■ Requisitos do exercício
1. Responda às perguntas seguintes com base no texto sobre o Village Underground:
(a) A que dia e a partir de que hora começa a festa de aniversário?
(b) Que espaço passará a existir depois do verão?
(c) Segundo os amigos do jovem, perto de que zona fica a estrutura de contentores?
2. Transcreva literalmente a parte do texto sobre o Village Underground que começa em "Village Underground. Dois" e segue até "perto do Calvário.".

■ Trecho citado
---------------

Village Underground.  Dois anos  de carga nos contentores

Village Underground. Dois anos de carga nos contentores


A data assinala-se com uma festa de entrada livre, este sábado, a partir das 18h. Para já um balanço e o aviso de que depois do verão já há sala indoor de espetáculos. 


“Aquela coisa de contentores que se vê da ponte” faz dois anos. Pedimos as aspas emprestadas ao típico jovem que faz a travessia do Tejo pela Ponte 25 de Abril e que, à primeira – feito toupeira sempre curiosa –, se ficou a coçar e a interrogar sobre tão exótica estrutura.

E como a sede da curiosidade não se mata com um copo, melhor dizer imagem, pôs-se a caminho, ainda que em modo surf na internet, para lhe descobrir as coordenadas. Uns, amigos da cena, disseram-lhe que aquilo era ali para os lados da LX Factory, perto do Calvário.

---------------

■ Material fornecido
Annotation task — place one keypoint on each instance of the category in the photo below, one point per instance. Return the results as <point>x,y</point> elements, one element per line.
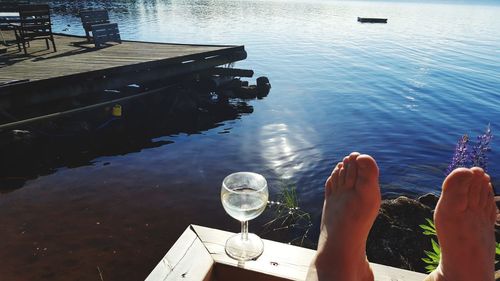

---------------

■ Respostas por ordem
1.
(a) Começa este sábado, a partir das 18h.
(b) Passará a existir uma sala indoor de espetáculos.
(c) Fica para os lados da LX Factory, perto do Calvário.

2.
Village Underground. Dois anos de carga nos contentores


A data assinala-se com uma festa de entrada livre, este sábado, a partir das 18h. Para já um balanço e o aviso de que depois do verão já há sala indoor de espetáculos. 


“Aquela coisa de contentores que se vê da ponte” faz dois anos. Pedimos as aspas emprestadas ao típico jovem que faz a travessia do Tejo pela Ponte 25 de Abril e que, à primeira – feito toupeira sempre curiosa –, se ficou a coçar e a interrogar sobre tão exótica estrutura.

E como a sede da curiosidade não se mata com um copo, melhor dizer imagem, pôs-se a caminho, ainda que em modo surf na internet, para lhe descobrir as coordenadas. Uns, amigos da cena, disseram-lhe que aquilo era ali para os lados da LX Factory, perto do Calvário.